── TEXTE FOURNI

58ème
Semaine
INSOUMIS
ET DÉSERTEURS (2/2)
Aussi bien du côté allemand
que du côté français les déserteurs passant les lignes sur le champ de bataille
ont été généralement simplement considérés comme des prisonniers de guerre et confondus
avec leurs camarades pris sur le lieu des combats. C’est à leur retour dans leur
patrie, qui n’avait pas oublié leur geste, que les problèmes commençaient. Ils restaient
redevables devant la justice militaire jusqu’à l’âge théorique de leur dégagement
des obligations militaires, soit à l’âge de 53 ans.
Prisonniers français chez les Allemands |
Prisonniers allemands chez les Français |
- 28 octobre 1914 :
B., Albert, classe 1896 du recrutement de Belfort, accusé d’insoumission à la
loi sur le recrutement de l’armée en cas de mobilisation. Date du délit : 6
août 1914. L’accusé est reconnu coupable, pour ne pas s’être rendu, hors le cas
de force majeure, le 3 août 1914, ni dans les deux jours qui ont suivi, à la
destination fixée par son fascicule de mobilisation. Il est condamné à 2 ans de
prison au titre de l’article 230 du code de justice militaire (en temps de
guerre, cet article prévoit une peine de 2 à 5 ans d’emprisonnement).
- 20 novembre 1914 :
C., Camille, classe 1892 du recrutement d’Epinal, accusé d’insoumission en cas
de mobilisation. Date du délit : 5 août 1914. Deux ans de prison.
- 20 novembre 1914 :
T., Louis, classe 1891 du recrutement de Troyes, accusé d’insoumission en cas
de mobilisation. Date du délit : 9 août 1914. Trois ans de prison. Il avait déjà
fait l’objet de 12 condamnations entre 1882 et 1913 (vol, escroquerie, mendicité,
vagabondage, insoumission).

────
── MATÉRIEL FOURNI

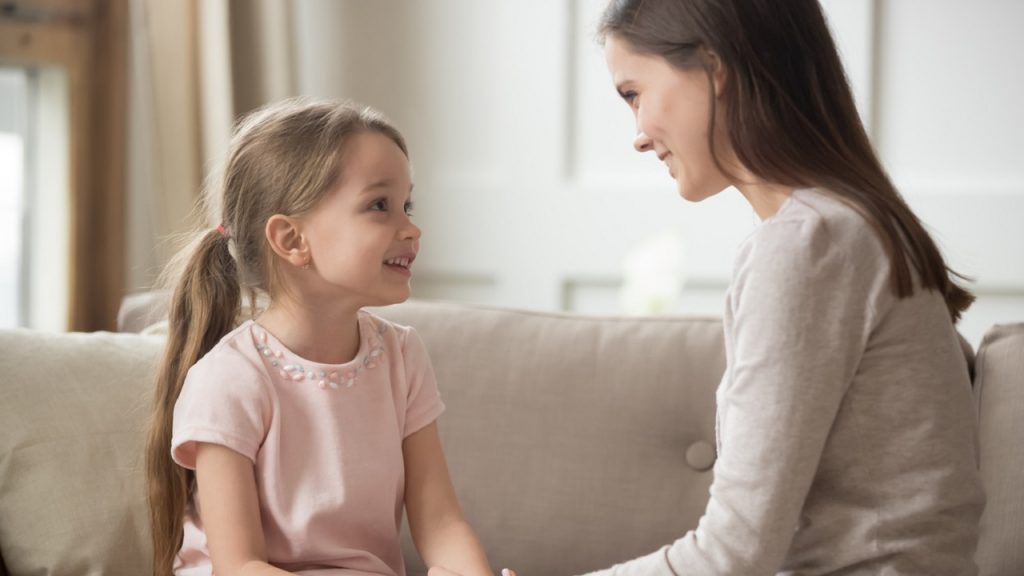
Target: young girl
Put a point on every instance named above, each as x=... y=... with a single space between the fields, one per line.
x=846 y=426
x=298 y=437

────

## DÉTAILS DU PROBLÈME
D'après le texte sur les insoumis et déserteurs, répondez à ces questions, une réponse par ligne marquée de la même façon.
(a) Jusqu'à quel âge les déserteurs restaient-ils redevables devant la justice militaire ?
(b) Quelle peine l'article 230 du code de justice militaire prévoit-il en temps de guerre ?
(c) Combien de condamnations Louis T. avait-il déjà subies entre 1882 et 1913 ?

## RÉPONSE RÉDIGÉE
(a) Jusqu'à 53 ans, l'âge théorique de leur dégagement des obligations militaires.
(b) De 2 à 5 ans d'emprisonnement.
(c) 12 condamnations.